Document excerpt
-=-=-=-=-
Extended families can also be known as multi-generational households, complex family units, or joint families. In many cultures, the nuclear family is at the center of the extended family household, they are the tie joining the family members together.
Multi-generational households are not as commonplace here in the US, but can frequently be found in several other parts of the world. Extended family units are a popular family structure in:
- Southern Europe
- Eastern Europe
- The Middle East
- Latin America
- Pacific Islands
In recent years, data has shown that extended family households are growing here in the US. There are several reasons why this family unit is becoming more popular in the West, including better financial stability.
Modified Extended Family
Traditionally, the extended family unit is considered to be several relatives living with a nuclear family unit. If the family weren’t all living in the same household, they did live close by, have close bonds and all have different roles to help the household as a team.
Technology advances have meant that the extended family has changed over time. Now extended family members are able to stay connected with each other, even if they are living in different countries.
In the modified extended family structure, relatives may send each other money. For example, adult children may have moved away from home to get a well paid job, sending money back to the rest of their extended family who still live in a poorer country.
-=-=-=-=-
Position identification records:

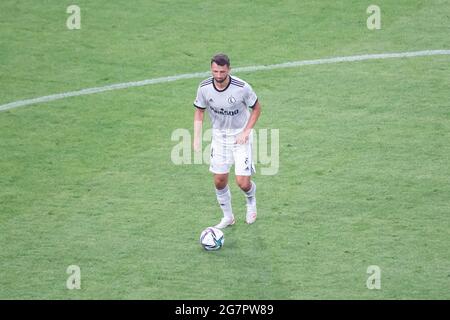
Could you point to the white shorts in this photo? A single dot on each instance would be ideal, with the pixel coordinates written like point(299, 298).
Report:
point(225, 152)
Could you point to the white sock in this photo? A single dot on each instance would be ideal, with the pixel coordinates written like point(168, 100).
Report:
point(224, 199)
point(251, 198)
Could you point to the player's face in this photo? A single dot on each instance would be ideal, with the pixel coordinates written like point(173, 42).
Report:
point(220, 73)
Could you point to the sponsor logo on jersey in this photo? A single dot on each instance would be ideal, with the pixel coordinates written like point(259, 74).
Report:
point(231, 100)
point(224, 112)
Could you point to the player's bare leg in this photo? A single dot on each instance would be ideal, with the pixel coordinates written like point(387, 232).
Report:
point(249, 189)
point(224, 198)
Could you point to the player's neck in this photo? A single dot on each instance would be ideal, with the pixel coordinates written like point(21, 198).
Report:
point(224, 84)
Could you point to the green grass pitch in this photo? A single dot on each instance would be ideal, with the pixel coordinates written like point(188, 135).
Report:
point(364, 152)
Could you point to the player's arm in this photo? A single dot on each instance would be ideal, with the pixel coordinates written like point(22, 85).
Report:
point(198, 123)
point(243, 137)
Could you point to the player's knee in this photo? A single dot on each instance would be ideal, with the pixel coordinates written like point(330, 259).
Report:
point(244, 184)
point(220, 182)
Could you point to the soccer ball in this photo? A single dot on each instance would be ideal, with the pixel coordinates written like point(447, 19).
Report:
point(212, 239)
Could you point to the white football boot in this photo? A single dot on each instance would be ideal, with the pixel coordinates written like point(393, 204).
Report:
point(225, 222)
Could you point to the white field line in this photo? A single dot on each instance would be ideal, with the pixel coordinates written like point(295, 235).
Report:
point(26, 102)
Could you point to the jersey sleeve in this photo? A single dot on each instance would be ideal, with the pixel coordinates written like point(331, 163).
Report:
point(250, 97)
point(200, 101)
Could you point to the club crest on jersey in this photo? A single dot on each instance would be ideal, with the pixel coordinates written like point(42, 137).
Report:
point(231, 100)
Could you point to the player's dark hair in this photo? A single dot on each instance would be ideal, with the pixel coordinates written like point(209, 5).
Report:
point(221, 59)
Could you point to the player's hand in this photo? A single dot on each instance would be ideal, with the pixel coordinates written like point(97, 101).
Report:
point(242, 138)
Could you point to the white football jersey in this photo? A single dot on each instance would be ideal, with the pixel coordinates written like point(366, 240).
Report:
point(227, 108)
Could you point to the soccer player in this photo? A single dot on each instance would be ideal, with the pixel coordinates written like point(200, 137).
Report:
point(228, 100)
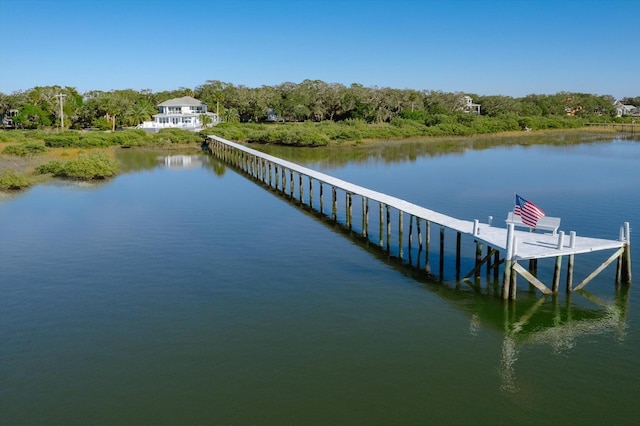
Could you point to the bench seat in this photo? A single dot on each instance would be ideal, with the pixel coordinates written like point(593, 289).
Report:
point(545, 223)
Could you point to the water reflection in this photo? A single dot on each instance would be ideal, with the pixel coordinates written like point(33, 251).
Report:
point(182, 161)
point(409, 150)
point(140, 160)
point(558, 327)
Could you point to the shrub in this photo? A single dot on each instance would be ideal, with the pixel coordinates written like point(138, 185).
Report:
point(25, 149)
point(54, 167)
point(177, 136)
point(10, 180)
point(62, 140)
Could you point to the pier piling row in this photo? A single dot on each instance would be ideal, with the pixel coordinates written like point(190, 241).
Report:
point(505, 247)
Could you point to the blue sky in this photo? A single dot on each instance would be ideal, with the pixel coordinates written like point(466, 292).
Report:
point(512, 48)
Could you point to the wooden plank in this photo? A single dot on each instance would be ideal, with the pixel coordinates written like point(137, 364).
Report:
point(533, 280)
point(530, 245)
point(599, 269)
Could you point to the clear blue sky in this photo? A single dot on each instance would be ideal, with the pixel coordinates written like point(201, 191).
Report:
point(511, 47)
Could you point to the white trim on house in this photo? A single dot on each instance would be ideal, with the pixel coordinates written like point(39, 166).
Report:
point(180, 113)
point(469, 106)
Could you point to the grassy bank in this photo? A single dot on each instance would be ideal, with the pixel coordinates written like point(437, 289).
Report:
point(31, 157)
point(28, 158)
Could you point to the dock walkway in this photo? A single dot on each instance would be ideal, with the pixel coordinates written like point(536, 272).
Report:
point(508, 245)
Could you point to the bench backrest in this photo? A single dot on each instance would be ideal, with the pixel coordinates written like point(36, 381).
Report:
point(545, 223)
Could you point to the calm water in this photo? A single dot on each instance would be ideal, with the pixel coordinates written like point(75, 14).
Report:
point(194, 296)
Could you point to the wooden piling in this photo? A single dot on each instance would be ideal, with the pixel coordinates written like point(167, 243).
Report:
point(556, 274)
point(441, 269)
point(334, 203)
point(388, 228)
point(427, 236)
point(261, 167)
point(400, 232)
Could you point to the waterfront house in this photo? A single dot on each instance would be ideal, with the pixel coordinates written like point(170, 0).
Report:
point(469, 106)
point(181, 113)
point(622, 109)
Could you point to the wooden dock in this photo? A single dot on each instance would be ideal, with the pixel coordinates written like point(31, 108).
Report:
point(506, 246)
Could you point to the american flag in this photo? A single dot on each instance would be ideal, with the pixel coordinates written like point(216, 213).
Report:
point(529, 212)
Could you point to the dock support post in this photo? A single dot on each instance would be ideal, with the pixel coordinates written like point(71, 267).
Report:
point(419, 241)
point(283, 186)
point(348, 210)
point(301, 190)
point(476, 276)
point(458, 249)
point(388, 227)
point(570, 273)
point(508, 265)
point(365, 217)
point(626, 256)
point(427, 239)
point(334, 203)
point(291, 184)
point(400, 232)
point(556, 274)
point(380, 238)
point(410, 239)
point(441, 253)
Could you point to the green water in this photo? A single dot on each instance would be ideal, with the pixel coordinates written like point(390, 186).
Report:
point(194, 296)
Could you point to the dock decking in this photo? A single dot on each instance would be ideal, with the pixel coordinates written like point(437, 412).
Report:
point(506, 245)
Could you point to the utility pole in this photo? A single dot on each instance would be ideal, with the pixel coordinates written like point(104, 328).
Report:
point(61, 97)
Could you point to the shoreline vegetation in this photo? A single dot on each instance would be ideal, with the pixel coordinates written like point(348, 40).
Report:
point(31, 157)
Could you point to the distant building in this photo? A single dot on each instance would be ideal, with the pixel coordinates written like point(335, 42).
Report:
point(181, 113)
point(469, 106)
point(622, 109)
point(7, 119)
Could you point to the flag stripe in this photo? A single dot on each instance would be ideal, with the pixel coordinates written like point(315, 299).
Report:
point(529, 212)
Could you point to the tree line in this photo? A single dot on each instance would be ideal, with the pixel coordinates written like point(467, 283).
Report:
point(310, 100)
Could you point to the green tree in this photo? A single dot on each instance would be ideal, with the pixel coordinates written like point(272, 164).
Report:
point(32, 117)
-=-=-=-=-
Exercise goal
Continue the passage on extended families from its last sentence, following its account of the modified extended family.

Expected answer
The internet and smartphones have made keeping strong family ties easier than ever before. Family members outside of the ‘core’ nuclear family unit are easily able to still play a large part in their loved ones’ lives.
Extended Family Member Examples
Who is an extended family member and who is not? Well, it depends how you look at it. If you are looking at blood relatives, members of the extended family include grandparents, aunts, uncles, cousins and other distant relatives. An example of a multi-generational household can include a husband, wife, their children and their parents (the grandparents).
Another example of an extended family structure could be a husband, wife, their children, the husband’s siblings and parents. Living with the extended family can give the core family unit greater support and financial security. A modern example of a multi-generational household is the Madrigal family in the Disney movie Encanto.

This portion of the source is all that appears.